─── Data records ───

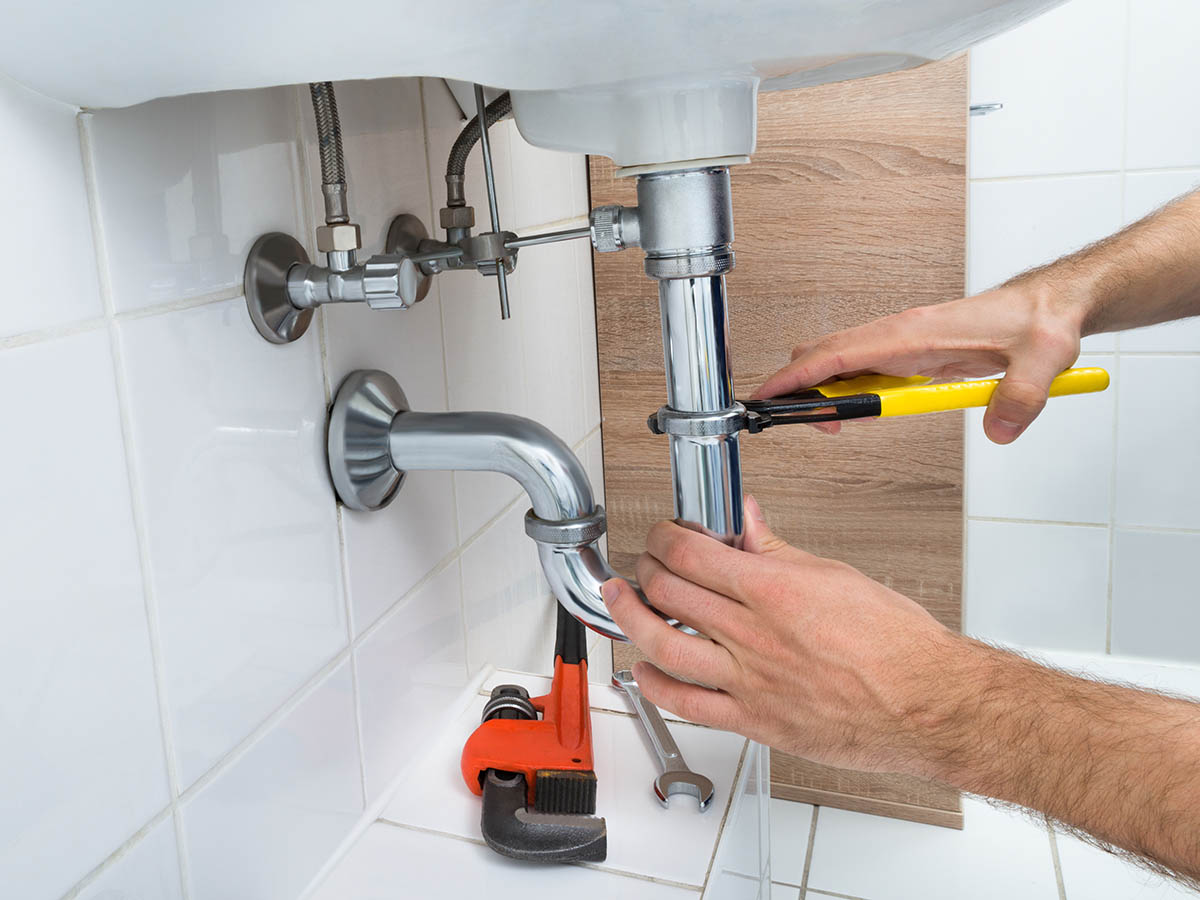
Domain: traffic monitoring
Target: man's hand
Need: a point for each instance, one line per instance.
(814, 658)
(1023, 330)
(807, 654)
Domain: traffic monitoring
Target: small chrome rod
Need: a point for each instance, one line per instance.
(486, 147)
(533, 240)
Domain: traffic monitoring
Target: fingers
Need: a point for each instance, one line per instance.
(1020, 396)
(701, 559)
(862, 348)
(715, 615)
(689, 655)
(690, 701)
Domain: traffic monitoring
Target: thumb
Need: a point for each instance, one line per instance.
(1018, 400)
(759, 538)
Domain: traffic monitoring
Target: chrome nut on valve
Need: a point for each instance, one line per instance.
(339, 238)
(390, 283)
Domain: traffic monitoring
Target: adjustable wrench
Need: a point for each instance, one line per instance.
(676, 777)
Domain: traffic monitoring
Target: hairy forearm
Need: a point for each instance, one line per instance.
(1119, 763)
(1146, 274)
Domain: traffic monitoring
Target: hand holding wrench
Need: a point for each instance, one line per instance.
(676, 777)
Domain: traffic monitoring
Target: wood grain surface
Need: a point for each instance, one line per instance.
(852, 208)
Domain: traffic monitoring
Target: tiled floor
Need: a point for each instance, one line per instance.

───

_Set task_.
Set down every record once more, word for word, without pictures.

_Response below_.
Domain: traffic monitoring
Target: man's hand
Need: a point for each instance, one line per instance.
(814, 658)
(1023, 330)
(807, 654)
Domain: traffic monitoring
Target: small chrome rod
Need: a point for each instance, one line per instance.
(486, 147)
(533, 240)
Domain: traffic monitoring
Target: fingers
Need: a point for each instance, one line per instance.
(1020, 396)
(701, 559)
(862, 348)
(715, 615)
(689, 655)
(690, 701)
Domain: traffic monitoring
Target: thumb
Need: a point for each instance, one line per instance.
(1018, 400)
(759, 538)
Domain: traffic monitoring
Target: chrome nut on valve
Need: a point for each instance, one line per instance.
(339, 238)
(390, 283)
Domain: traffic monitoring
Target: adjustable wrench
Need: a point for each instance, one line per instance.
(676, 777)
Domain: traffic monitoring
Target: hairy forearm
Need: a point for each instance, one line per instance.
(1119, 763)
(1146, 274)
Domain: traffic monitoring
Target: hand holding wrench
Need: a point for each instance, one line per instance.
(676, 777)
Domain: traffic monitoring
Target: wood grain surface
Need: a point for each instance, one line per instance.
(852, 208)
Domain: traffic monitoring
Target: tiled floor
Need: a point for each instance, one line per instance.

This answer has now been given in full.